◆ **Selected excerpt**

<<<<

Beaverton hosted an event Wednesday, June 29, to celebrate the groundbreaking of a new 164-unit affordable housing development in the South Cooper Mountain area.
The project is expected to serve over 300 residents, including a dedicated building for seniors. All 164 units will be available to families and individuals at 30%, 60% and 70% of the area's median income.
The Beaverton City Council approved $10 million for the project in May, including $9 million from the Metro affordable housing bond.
Wishcamper's co-managing partner Justin Metcalf has been involved with the project for over three years.
Metcalf said Beaverton has been his favorite city to work in because of its dedication to building affordable housing, even with rising prices and other issues because of the pandemic.
"This project would not have closed were it not for (Beaverton Mayor Lacey Beaty) taking a vested interest in helping us source additional funding and (Oregon Housing and Community Services) stepping up … with additional funding," Metcalf said.
The project has also included a community outreach process led in part by Unite Oregon, Metcalf said, to ensure historically marginalized community members are prioritized in the new housing.
Ernesto Olivia, the organization's Washington County chapter director, said the program is intended to collect feedback from community members and connect them with current and future projects that are happening in Beaverton, specifically the South Cooper Mountain development.
Olivia also said he's excited about the future development's proximity to the nearby high school. The location — 17811 S.W. Scholls Ferry Road — is right next to Mountainside High School.
"This is going to be in a place where students can actually have a good education and live in a good neighborhood, instead of being traditionally segregated into low-income areas," Olivia said. "And we're thankful that we're able to help make that happen."

>>>>

◆ **Supplied data**
<<<<

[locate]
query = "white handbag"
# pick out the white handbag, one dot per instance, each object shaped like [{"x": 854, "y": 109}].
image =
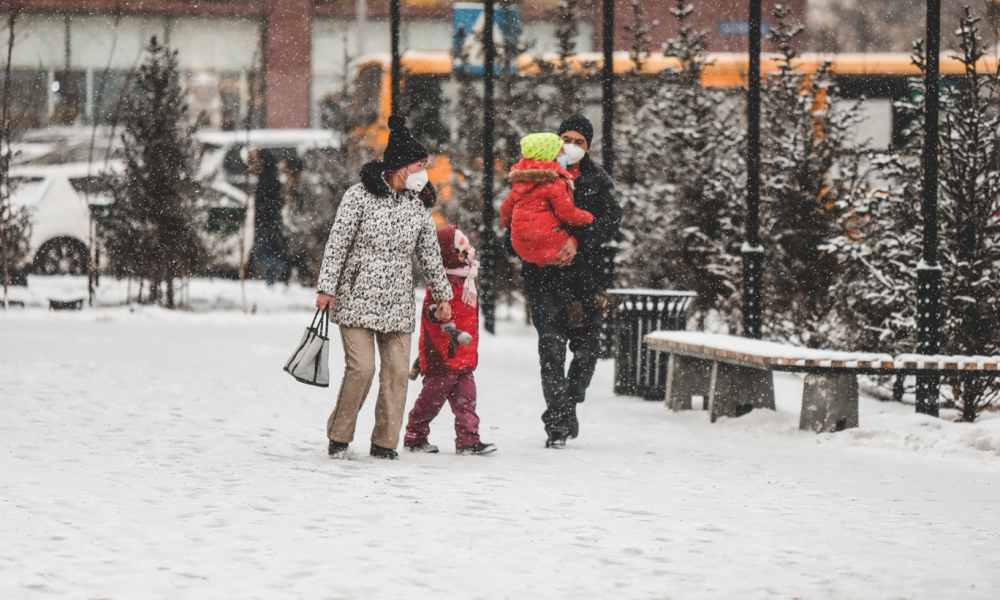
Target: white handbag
[{"x": 310, "y": 363}]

>>>>

In the article on Beaverton's affordable housing groundbreaking, how much funding did the Beaverton City Council approve for the project in May?

◆ **Written solution**
The council approved $10 million, including $9 million from the Metro affordable housing bond.